## Start ROWS

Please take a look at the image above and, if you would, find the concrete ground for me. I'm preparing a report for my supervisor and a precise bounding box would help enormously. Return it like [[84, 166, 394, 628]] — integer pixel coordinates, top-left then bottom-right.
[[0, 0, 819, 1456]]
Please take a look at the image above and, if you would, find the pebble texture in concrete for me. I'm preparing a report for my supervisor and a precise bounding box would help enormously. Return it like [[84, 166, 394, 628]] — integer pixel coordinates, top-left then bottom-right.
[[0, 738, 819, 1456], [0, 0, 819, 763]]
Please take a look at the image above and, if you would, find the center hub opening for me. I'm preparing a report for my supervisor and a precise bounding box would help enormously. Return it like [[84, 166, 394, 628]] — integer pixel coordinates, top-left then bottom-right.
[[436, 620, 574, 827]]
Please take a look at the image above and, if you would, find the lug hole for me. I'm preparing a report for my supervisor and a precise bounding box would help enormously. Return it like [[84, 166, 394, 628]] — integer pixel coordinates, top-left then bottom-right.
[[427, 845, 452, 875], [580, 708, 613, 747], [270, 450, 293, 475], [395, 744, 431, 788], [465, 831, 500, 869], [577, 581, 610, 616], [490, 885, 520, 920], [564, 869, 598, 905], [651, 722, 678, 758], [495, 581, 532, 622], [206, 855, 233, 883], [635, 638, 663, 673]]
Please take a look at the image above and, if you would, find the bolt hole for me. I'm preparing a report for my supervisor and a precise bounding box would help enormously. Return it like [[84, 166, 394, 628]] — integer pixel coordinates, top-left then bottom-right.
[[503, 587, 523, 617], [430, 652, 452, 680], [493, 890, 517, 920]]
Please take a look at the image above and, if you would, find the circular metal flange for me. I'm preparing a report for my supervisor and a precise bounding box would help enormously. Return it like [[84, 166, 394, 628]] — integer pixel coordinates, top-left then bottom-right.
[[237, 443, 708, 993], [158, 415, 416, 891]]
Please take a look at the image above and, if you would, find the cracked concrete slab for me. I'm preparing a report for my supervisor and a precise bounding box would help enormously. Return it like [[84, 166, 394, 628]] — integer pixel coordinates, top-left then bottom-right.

## End ROWS
## Start ROWS

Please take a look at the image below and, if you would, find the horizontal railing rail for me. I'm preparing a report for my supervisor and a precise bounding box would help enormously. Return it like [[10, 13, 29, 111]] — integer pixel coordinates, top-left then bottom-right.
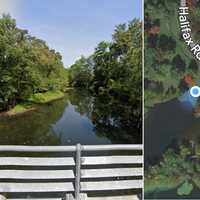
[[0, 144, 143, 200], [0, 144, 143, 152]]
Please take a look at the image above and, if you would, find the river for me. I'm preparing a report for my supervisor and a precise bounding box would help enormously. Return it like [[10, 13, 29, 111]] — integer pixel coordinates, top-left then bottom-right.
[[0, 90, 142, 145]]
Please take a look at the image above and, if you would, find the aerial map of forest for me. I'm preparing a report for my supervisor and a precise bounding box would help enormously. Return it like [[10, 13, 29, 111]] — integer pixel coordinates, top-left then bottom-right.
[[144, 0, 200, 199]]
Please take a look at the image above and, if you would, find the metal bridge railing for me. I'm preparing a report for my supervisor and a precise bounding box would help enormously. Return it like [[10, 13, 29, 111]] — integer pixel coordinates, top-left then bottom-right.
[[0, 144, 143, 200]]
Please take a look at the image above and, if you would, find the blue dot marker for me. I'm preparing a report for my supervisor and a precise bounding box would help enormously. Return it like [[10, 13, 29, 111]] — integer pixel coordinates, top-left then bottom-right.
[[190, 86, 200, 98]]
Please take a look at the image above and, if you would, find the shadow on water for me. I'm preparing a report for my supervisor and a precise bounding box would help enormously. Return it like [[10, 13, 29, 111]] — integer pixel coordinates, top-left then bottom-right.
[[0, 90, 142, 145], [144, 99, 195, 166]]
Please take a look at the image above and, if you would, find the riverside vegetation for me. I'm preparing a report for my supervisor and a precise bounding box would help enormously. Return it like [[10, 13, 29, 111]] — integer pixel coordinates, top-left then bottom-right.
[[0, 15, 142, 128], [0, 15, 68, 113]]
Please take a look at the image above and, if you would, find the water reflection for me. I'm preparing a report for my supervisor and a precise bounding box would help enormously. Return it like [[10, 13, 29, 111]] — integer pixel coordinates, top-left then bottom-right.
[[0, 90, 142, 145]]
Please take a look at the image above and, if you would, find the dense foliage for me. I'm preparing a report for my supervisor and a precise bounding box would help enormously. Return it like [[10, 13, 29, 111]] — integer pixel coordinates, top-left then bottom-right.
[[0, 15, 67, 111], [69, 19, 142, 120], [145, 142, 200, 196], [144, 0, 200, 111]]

## End ROWS

Can you copy out, word for word, everything in the data above from the line containing "find the bolt" down to the line containing "find the cracked", including both of those lines?

Please take a look at the image above and, if you would, find the bolt hole for me. I'm preparing a report for my supervisor and a precise bounding box would help enormously. Return it like [[84, 166, 394, 628]] — integer pixel coordinates, top-left then bottom-right.
[[503, 587, 523, 617], [430, 652, 452, 680], [493, 890, 517, 920]]
Please take a look at the image above and, if you would, find the circular metal flange for me. I'm preparing a report for my supervisor and a precise bounding box would help enormously. Return it like [[84, 166, 394, 628]] — integer pixel coordinates, top-left then bottom-right.
[[237, 443, 708, 993], [158, 415, 416, 891]]
Please take a look at the image above and, if you would, find the cracked concrete slab for me. I'm preparing a report for my supervisor and a precise bounding box would help enormously. Return it like [[84, 166, 394, 628]] — integer pixel coordinates, top-left then bottom-right.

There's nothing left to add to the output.